:: Task inputs ::
========
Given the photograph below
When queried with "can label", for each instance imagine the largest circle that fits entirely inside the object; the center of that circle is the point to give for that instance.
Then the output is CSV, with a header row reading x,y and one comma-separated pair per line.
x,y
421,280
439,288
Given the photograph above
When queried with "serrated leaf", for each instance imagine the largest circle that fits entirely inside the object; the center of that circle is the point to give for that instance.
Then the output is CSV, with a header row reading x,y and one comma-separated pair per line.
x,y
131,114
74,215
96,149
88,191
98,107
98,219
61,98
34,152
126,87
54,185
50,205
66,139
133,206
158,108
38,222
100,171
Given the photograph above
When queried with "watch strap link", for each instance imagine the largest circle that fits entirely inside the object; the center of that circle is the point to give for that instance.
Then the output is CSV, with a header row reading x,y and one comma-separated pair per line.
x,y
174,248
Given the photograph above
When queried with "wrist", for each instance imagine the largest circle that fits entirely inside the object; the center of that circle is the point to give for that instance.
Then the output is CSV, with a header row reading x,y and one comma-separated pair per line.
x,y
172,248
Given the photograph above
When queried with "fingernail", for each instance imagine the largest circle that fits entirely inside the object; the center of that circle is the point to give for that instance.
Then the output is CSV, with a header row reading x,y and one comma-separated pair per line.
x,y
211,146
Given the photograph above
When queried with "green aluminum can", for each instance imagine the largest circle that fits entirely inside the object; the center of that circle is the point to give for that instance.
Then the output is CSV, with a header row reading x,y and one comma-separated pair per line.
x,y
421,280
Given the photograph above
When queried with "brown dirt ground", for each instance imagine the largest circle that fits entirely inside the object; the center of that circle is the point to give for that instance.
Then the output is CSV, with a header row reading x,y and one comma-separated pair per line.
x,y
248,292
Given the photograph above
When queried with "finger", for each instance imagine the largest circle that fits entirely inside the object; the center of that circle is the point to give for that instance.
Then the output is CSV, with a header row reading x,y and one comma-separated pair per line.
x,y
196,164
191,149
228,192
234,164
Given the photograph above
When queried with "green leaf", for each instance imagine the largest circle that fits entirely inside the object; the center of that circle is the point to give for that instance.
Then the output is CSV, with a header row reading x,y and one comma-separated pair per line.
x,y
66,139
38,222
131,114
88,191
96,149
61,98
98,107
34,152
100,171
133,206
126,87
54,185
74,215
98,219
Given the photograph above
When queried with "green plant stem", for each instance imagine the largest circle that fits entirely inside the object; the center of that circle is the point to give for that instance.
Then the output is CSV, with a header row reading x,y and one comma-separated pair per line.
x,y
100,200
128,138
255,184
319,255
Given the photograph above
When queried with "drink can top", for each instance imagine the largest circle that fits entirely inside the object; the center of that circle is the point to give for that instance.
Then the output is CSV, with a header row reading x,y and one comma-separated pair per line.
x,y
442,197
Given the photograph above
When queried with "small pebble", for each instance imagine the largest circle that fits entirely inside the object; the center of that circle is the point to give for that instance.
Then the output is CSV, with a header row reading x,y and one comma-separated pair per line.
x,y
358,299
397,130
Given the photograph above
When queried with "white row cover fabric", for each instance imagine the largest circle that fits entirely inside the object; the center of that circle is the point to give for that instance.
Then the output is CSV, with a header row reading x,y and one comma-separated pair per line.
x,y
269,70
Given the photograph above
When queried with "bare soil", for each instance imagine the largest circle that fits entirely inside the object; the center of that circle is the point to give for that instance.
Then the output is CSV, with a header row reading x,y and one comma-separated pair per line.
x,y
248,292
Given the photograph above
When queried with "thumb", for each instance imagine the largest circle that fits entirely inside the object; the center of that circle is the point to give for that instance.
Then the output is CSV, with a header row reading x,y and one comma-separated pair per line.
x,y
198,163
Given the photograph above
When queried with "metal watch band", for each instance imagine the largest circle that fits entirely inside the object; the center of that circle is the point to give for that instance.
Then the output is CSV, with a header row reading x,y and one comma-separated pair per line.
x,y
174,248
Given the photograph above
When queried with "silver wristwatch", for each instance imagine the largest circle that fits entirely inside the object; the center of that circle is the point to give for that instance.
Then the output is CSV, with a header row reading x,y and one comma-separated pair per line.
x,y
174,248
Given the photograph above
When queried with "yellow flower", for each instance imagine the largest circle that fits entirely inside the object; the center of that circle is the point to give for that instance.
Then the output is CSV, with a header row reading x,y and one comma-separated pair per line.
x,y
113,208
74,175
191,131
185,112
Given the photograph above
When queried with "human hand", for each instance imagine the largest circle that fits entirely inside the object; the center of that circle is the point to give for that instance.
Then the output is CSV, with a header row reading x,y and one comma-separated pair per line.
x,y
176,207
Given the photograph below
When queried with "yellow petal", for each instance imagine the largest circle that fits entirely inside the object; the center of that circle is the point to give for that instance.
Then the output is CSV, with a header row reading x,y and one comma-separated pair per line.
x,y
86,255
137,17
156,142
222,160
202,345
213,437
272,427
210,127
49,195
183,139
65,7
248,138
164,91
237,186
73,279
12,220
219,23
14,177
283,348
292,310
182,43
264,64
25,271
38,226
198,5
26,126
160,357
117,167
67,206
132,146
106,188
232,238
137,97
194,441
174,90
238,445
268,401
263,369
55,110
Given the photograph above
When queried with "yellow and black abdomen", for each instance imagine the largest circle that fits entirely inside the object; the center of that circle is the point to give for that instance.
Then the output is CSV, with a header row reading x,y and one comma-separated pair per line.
========
:: Task ::
Please set down all the data word for word.

:: Task solution ::
Given the photograph below
When queried with "can label", for each instance imagine the largest circle that fits entirely inside the object; the center of that circle is the point to give for that instance.
Then the output is CSV, with a header row reading x,y and one comma-separated pair per line.
x,y
421,280
439,288
Given the photograph above
When queried with "serrated leaf", for each instance imagine the largest circle that fits entirely inside the object; the center of that circle is the point to give for that instance.
Then the output is CSV, with a header row reading x,y and one comma-separated pair per line.
x,y
131,114
74,215
96,149
88,191
98,107
98,219
61,98
34,152
126,87
54,185
50,205
66,139
133,206
158,108
38,222
100,171
Given the photograph above
When queried with "watch strap link", for each instance imagine the largest circle that fits entirely inside the object; the center of that circle is the point to give for that instance.
Then the output is CSV, with a header row reading x,y and one comma-separated pair per line.
x,y
174,248
Given the photograph above
When queried with "wrist", for each instance imagine the largest circle that fits entirely inside the object; the center of that circle is the point to give for that instance.
Then the output is CSV, with a header row reading x,y and one comma-separated pair per line.
x,y
172,248
Given the photograph above
When queried with "fingernail", for each instance imagine the largest circle that fits entirely inside the object; the center of that circle is the point to give for that instance.
Then the output is CSV, with a header row reading x,y and one comma-separated pair per line.
x,y
211,146
Given the photograph above
When queried with "green aluminum can", for each instance imagine the largest circle that fits entirely inside the object; the center of that circle is the point to give for that instance.
Then the output is CSV, with a header row reading x,y and one comma-separated pair per line.
x,y
421,280
Given the photograph above
When queried with "brown dirt ground", for each instance imagine the largest circle that fits entirely inside the object; the center of that circle is the point to give for that instance.
Then the output is CSV, with a header row reading x,y and one comma-separated pair per line.
x,y
248,292
Given the photograph above
When queried with "finger", for each instance imagine the largest circle that fits entirely inside the object; the center of that circle is the point to give for that instance.
Then the output is CSV, with a header row reading x,y and one comma-separated pair per line.
x,y
196,164
191,149
228,192
234,164
Given the photograph above
When queried with "green leaf", for each instance imagine the largest circle that fits entirely inside the object; the center of that circle is the point to give for that instance.
Then the output is CSV, with a header row reading x,y and one comma-separated pair per line.
x,y
66,139
38,222
131,114
88,191
96,149
61,98
98,107
34,152
100,171
133,206
126,87
54,185
74,215
98,219
Given the photograph above
When queried with "green plant stem", for each instance imagine the largest circle that fits entirely inside the object; the center of that circle is the point to give for that instance.
Then the output is CSV, with a header row reading x,y and one comma-separated pair per line.
x,y
100,200
128,138
255,184
319,255
Given the photograph above
When queried with "drink can top", for each instance imagine the largest circle that fits entirely inside the object; the center of that circle is the point to give for that instance.
Then the output is CSV, with a header row reading x,y and one comma-separated pair per line.
x,y
442,197
Given the photograph above
When queried with "small pebble", for each instance imagine the largest circle that fits entirely inside the object; the center of that circle is the point to give for that instance.
Then the output is CSV, with a header row reading x,y and one comma-separated pair per line.
x,y
358,299
397,130
Given the photograph above
When queried with "white row cover fabric", for each instance imagine the largest circle that fits entirely inside the object; the center of that circle is the point to give for that instance.
Then the output is CSV, with a header row reading x,y and one comma-separated pair per line.
x,y
269,70
Given the photograph above
When queried with "bare soil", for each instance imagine the largest circle that fits entirely inside the object; the center of that circle is the point to give for that instance.
Then the output is CSV, with a header row reading x,y and one comma-separated pair per line.
x,y
248,292
Given the photograph above
When queried with "thumb", for each instance imagine the largest circle that fits entirely inside the object; the center of that circle is the point to give for that instance.
Then the output is CSV, with a header row reading x,y and one comma-separated pair per line.
x,y
198,163
Given the photograph above
When queried with "metal watch band", for each instance imagine the largest circle that fits entirely inside the object; the center of that circle is the point to give for that instance.
Then the output is CSV, with a header row reading x,y and one comma-separated pair per line.
x,y
174,248
Given the photograph above
When queried with "silver wristwatch", for each instance imagine the largest circle that fits entirely inside the object; the center of that circle is the point to give for that instance.
Then the output is CSV, with a header row reading x,y and one comma-separated pair per line.
x,y
174,248
Given the photograph above
When queried with "yellow flower", for each instance imagine the largest circle that fits entirely inside the object; the center of that circle is the point to give for that instance.
Then the output is CSV, with a header row reading x,y and one comma-separated pair per line.
x,y
113,208
74,175
191,131
185,112
Given the photograph above
When queried with "human hand", for each instance imagine the largest circle that fits entirely inside the object; the center of that circle is the point to give for that instance.
Then the output is CSV, with a header row reading x,y and one comma-separated pair per line.
x,y
176,207
Given the photograph below
When queried with "yellow petal", for each instance imagine the largest circle that fits entirely inside the object; the center of that circle is the point to give for that instance.
Then the output is CSV, with a header row reading x,y and one comma-separated pair per line.
x,y
86,255
137,17
156,142
222,160
202,345
213,437
272,427
210,127
49,195
183,139
65,7
248,138
164,91
237,186
73,279
12,220
219,23
14,177
283,348
292,310
182,43
264,64
25,271
38,226
198,5
26,126
160,357
117,167
67,206
132,146
106,188
232,238
137,97
194,441
174,90
238,445
268,401
263,369
55,110
Given the photograph above
When queried with "yellow and black abdomen", for each instance imagine the largest circle that fits entirely inside the object; the center of that circle is the point to give for that instance.
Then the output is CSV, with a header row reading x,y and one comma-separated pair per line.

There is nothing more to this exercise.